GIVEN REQUEST:
Using the entries below, output exactly the line containing "of the short" and all lines that follow it to the end.

======== RECORDED DATA

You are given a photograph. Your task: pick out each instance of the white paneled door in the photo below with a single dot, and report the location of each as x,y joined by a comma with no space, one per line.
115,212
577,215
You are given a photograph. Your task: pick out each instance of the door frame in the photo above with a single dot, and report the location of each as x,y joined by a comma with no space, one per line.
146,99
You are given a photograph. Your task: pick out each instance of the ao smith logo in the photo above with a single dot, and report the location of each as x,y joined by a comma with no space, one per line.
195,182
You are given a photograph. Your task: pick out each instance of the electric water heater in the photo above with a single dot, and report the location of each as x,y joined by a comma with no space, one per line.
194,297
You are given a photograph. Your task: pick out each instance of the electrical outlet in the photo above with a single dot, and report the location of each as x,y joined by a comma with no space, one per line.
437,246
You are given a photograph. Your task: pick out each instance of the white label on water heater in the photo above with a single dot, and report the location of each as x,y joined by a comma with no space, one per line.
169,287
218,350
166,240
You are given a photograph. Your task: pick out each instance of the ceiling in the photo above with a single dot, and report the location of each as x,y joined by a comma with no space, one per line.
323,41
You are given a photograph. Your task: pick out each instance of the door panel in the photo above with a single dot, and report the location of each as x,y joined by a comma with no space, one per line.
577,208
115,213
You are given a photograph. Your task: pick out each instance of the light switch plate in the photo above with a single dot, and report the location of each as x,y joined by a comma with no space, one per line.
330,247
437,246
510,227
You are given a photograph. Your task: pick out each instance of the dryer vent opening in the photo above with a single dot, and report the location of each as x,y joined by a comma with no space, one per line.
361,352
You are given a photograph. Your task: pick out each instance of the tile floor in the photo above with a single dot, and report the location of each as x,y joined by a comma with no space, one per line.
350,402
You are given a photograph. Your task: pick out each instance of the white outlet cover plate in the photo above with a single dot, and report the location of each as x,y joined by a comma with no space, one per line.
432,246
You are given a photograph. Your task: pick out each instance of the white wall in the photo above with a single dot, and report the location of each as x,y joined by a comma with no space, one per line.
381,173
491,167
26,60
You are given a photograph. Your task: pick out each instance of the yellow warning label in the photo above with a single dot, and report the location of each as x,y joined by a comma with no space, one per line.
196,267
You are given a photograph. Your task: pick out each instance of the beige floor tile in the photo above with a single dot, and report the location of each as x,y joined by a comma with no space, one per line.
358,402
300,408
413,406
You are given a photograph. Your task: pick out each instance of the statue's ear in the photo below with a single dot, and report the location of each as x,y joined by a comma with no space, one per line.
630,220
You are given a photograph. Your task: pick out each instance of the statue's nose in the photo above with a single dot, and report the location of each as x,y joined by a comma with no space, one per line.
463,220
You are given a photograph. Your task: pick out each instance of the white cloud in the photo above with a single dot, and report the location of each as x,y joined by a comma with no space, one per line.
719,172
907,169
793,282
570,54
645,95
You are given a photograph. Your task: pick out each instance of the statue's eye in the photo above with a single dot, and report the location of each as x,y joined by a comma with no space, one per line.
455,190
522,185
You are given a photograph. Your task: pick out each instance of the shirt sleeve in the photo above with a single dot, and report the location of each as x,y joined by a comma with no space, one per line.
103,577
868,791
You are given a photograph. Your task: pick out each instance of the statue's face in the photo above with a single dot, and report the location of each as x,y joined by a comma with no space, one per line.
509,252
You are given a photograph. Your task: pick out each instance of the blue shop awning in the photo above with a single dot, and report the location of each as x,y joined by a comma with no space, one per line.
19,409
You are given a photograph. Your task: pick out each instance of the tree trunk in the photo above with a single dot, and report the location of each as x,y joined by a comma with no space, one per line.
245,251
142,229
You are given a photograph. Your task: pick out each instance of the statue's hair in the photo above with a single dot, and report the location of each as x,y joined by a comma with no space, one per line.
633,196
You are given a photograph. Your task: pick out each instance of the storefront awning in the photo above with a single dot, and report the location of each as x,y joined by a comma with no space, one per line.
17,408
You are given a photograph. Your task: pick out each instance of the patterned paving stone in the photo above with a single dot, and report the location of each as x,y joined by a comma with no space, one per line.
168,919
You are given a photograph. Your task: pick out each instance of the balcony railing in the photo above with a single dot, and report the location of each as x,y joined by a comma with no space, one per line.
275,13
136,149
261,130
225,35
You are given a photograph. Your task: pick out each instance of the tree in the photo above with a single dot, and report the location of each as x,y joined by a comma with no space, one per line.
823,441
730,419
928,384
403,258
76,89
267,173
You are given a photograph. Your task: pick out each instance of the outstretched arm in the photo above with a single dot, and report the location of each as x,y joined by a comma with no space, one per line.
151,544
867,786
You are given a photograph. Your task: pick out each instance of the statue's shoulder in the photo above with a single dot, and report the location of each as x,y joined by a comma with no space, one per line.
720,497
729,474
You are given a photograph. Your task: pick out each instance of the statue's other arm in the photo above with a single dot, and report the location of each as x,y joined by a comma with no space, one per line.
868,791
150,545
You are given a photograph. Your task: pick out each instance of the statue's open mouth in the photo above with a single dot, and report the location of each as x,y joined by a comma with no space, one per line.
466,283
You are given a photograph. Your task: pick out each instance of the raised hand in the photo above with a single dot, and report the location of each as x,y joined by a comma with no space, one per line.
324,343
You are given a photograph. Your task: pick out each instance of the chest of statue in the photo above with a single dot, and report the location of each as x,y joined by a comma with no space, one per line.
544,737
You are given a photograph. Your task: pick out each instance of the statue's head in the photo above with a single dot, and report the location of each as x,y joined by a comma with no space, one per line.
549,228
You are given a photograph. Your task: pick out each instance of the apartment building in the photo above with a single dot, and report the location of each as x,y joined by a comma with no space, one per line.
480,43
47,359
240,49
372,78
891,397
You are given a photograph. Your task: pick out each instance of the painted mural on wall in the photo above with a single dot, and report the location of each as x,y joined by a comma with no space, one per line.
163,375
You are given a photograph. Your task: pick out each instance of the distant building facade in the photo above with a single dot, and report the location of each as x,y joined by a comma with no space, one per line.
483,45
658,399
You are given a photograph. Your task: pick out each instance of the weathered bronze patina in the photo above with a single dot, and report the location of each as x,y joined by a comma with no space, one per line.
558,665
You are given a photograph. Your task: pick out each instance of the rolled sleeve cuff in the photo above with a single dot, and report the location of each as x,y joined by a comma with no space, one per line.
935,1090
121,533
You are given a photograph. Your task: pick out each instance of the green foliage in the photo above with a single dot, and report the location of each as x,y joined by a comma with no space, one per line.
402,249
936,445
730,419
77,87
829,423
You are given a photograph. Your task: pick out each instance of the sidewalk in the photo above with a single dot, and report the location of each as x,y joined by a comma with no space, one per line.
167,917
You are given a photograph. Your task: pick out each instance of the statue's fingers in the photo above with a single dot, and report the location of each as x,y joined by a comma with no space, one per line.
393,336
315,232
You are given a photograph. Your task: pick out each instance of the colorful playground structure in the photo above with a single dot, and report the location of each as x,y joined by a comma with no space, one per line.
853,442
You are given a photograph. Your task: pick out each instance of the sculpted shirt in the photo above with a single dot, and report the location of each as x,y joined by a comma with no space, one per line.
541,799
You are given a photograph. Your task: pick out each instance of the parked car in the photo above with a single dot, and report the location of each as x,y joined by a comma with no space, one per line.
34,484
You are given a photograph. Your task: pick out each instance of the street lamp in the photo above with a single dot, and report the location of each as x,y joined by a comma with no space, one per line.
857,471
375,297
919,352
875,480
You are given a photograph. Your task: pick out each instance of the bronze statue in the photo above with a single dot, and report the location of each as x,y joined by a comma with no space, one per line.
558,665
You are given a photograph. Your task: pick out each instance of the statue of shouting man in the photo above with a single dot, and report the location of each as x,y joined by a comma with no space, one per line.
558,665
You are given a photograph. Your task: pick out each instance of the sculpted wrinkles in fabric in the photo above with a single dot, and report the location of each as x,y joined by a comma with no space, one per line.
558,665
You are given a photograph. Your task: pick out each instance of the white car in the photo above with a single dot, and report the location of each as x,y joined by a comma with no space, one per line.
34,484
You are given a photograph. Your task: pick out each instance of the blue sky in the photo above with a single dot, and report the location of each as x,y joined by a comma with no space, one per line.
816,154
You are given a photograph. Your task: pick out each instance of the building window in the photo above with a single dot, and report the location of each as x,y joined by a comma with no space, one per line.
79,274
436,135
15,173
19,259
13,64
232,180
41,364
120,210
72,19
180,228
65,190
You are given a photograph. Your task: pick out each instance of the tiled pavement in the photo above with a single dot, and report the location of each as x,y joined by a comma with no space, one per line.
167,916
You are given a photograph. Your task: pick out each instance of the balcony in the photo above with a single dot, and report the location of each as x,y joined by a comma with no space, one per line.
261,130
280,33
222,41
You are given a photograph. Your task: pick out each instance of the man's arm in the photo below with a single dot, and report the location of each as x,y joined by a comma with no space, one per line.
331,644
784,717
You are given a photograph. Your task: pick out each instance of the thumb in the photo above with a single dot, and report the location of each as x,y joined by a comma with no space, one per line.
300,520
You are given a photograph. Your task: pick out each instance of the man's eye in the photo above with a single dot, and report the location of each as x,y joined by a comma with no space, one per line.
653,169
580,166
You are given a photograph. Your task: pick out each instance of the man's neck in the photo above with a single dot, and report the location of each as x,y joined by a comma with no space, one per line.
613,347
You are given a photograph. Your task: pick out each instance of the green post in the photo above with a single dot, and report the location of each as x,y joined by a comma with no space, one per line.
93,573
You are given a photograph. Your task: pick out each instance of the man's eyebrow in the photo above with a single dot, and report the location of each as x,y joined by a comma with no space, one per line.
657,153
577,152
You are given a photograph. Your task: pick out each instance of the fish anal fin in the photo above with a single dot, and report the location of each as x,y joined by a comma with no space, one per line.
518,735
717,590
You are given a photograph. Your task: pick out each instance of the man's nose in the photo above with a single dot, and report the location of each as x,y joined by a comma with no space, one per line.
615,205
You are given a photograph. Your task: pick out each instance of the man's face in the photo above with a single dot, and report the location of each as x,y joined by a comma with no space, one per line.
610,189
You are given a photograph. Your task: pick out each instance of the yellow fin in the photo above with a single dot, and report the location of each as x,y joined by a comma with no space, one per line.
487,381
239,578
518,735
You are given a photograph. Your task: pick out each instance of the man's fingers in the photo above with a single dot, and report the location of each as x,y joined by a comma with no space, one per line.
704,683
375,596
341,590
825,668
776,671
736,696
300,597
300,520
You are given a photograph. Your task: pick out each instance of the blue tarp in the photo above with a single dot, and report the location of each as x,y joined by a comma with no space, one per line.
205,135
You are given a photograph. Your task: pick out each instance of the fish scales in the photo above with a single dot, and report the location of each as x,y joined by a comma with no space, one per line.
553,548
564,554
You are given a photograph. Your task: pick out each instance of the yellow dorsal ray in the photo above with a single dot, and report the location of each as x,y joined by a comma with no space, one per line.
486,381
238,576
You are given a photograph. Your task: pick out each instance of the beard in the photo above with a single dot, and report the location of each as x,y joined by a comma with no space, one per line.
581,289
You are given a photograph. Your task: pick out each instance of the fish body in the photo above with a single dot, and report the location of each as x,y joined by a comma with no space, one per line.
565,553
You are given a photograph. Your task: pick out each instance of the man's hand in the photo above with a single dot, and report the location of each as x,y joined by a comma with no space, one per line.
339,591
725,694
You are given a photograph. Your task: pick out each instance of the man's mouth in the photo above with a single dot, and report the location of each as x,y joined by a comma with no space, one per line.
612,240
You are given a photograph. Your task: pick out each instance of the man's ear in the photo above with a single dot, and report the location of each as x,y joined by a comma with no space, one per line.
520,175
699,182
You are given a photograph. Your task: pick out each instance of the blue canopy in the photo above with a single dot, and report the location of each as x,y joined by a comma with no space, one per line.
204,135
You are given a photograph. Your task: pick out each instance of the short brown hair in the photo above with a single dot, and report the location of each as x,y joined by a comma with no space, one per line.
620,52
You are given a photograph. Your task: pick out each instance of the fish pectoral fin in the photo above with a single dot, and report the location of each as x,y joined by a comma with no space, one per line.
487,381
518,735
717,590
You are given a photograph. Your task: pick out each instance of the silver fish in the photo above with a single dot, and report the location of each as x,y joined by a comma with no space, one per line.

================

ANSWER BELOW:
You are given a photograph. Your task: pick out each instance of the short brown hair in the photo above with a single dot, and report the location of each as x,y joined by a comma with no space, one per line.
620,52
You are given a photograph. Your task: pick out each instance of the fish pectoral fin in the photo above with a single dot, and report the location of each as x,y joined by a comma with no space, one per line.
487,381
518,735
717,590
You are given a photograph. Your task: pick out each instance of the silver fish in the photo above with a single dot, and report the location of each as x,y joined by a comma with no space, one per line.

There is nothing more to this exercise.